>> begin Selected text
Large passenger ships are usually composed of multideck plated grillage structures constructed from welded and assembled plates and sections. Differing from conventional ships, to meet the requirements of dense pipeline and cable arrangement as well as accommodation layout, the plated grillage is structured with a large span, high stiffener web height, and dense openings [1,2]. In addition, to reduce the weight, the plated grillage in the accommodation area is made of numerous thin plates, causing significant deformation during the welding process [3]. Structural specializations and welding deformations make the deformation behavior of such plated grillage structures complicated when subjected to vertical loads. Therefore, it is necessary to investigate the ultimate load-bearing capacity and deformation characteristics of welded combined opening plated grillage under deck load, taking into account the welding deformation and stress.

To investigate behaviors of the opening plate and girders, related scholars have made numerous explorations. For opening plates, Brown [4] first solved for the stress distribution around the perimeter of the opening using the conjugate load analysis method and investigated the effect of different opening shapes [5,6]. Later, with the evolution of computer hardware and the iteration of algorithms, finite element calculation methods were widely used. Shanmugam, Paik, and other scholars investigated the effects of opening shape, size, location, and loading method on the deformation behavior and ultimate load-bearing capacity with the aid of FEM, and summarized the designing equations [7,8,9,10,11,12]. As for the experiment, Saad-Eldden systematically investigated the effects of opening shape, size, reinforcement measure, cracking, and material corrosion on structural load-bearing capacity, and found that when the opening size is constant, small-size dense openings could alleviate the localized failure phenomenon occurring in large-size sparse openings [13,14,15,16,17,18].
>> end Selected text
* Short exercise 1
Reproduce the passage on plated grillage structures in full, word for word.
* Short exercise 2
Pick out every line of the records below that contains the string "island", treating uppercase and lowercase as different.
>> begin Materials provided
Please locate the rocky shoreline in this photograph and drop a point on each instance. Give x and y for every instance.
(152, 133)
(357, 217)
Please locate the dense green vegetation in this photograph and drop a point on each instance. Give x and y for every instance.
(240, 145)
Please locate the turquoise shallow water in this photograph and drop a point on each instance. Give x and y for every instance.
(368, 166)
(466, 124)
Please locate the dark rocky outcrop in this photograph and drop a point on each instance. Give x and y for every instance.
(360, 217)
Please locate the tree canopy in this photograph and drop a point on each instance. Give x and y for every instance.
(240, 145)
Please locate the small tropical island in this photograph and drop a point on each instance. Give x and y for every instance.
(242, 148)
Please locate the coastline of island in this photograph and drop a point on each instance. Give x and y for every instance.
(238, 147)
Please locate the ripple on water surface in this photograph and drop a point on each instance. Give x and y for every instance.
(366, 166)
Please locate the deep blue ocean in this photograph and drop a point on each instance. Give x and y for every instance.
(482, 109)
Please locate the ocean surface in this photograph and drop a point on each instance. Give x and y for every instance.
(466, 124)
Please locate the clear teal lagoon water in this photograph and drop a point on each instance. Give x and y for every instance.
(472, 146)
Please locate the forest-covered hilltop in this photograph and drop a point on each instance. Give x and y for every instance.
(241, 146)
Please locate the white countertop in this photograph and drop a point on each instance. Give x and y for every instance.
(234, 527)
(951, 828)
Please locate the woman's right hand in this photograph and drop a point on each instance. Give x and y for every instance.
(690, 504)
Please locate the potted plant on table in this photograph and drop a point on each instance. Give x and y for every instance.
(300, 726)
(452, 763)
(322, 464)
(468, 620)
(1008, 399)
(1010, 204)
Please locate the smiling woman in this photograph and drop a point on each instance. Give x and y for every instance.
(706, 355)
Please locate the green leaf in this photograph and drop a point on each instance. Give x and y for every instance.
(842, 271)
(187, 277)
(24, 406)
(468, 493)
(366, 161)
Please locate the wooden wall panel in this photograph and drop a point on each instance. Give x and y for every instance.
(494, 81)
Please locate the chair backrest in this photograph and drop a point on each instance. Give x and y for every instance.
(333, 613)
>> end Materials provided
* Exercise answer 1
Large passenger ships are usually composed of multideck plated grillage structures constructed from welded and assembled plates and sections. Differing from conventional ships, to meet the requirements of dense pipeline and cable arrangement as well as accommodation layout, the plated grillage is structured with a large span, high stiffener web height, and dense openings [1,2]. In addition, to reduce the weight, the plated grillage in the accommodation area is made of numerous thin plates, causing significant deformation during the welding process [3]. Structural specializations and welding deformations make the deformation behavior of such plated grillage structures complicated when subjected to vertical loads. Therefore, it is necessary to investigate the ultimate load-bearing capacity and deformation characteristics of welded combined opening plated grillage under deck load, taking into account the welding deformation and stress.

To investigate behaviors of the opening plate and girders, related scholars have made numerous explorations. For opening plates, Brown [4] first solved for the stress distribution around the perimeter of the opening using the conjugate load analysis method and investigated the effect of different opening shapes [5,6]. Later, with the evolution of computer hardware and the iteration of algorithms, finite element calculation methods were widely used. Shanmugam, Paik, and other scholars investigated the effects of opening shape, size, location, and loading method on the deformation behavior and ultimate load-bearing capacity with the aid of FEM, and summarized the designing equations [7,8,9,10,11,12]. As for the experiment, Saad-Eldden systematically investigated the effects of opening shape, size, reinforcement measure, cracking, and material corrosion on structural load-bearing capacity, and found that when the opening size is constant, small-size dense openings could alleviate the localized failure phenomenon occurring in large-size sparse openings [13,14,15,16,17,18].

* Exercise answer 2
Please locate the small tropical island in this photograph and drop a point on each instance. Give x and y for every instance.
Please locate the coastline of island in this photograph and drop a point on each instance. Give x and y for every instance.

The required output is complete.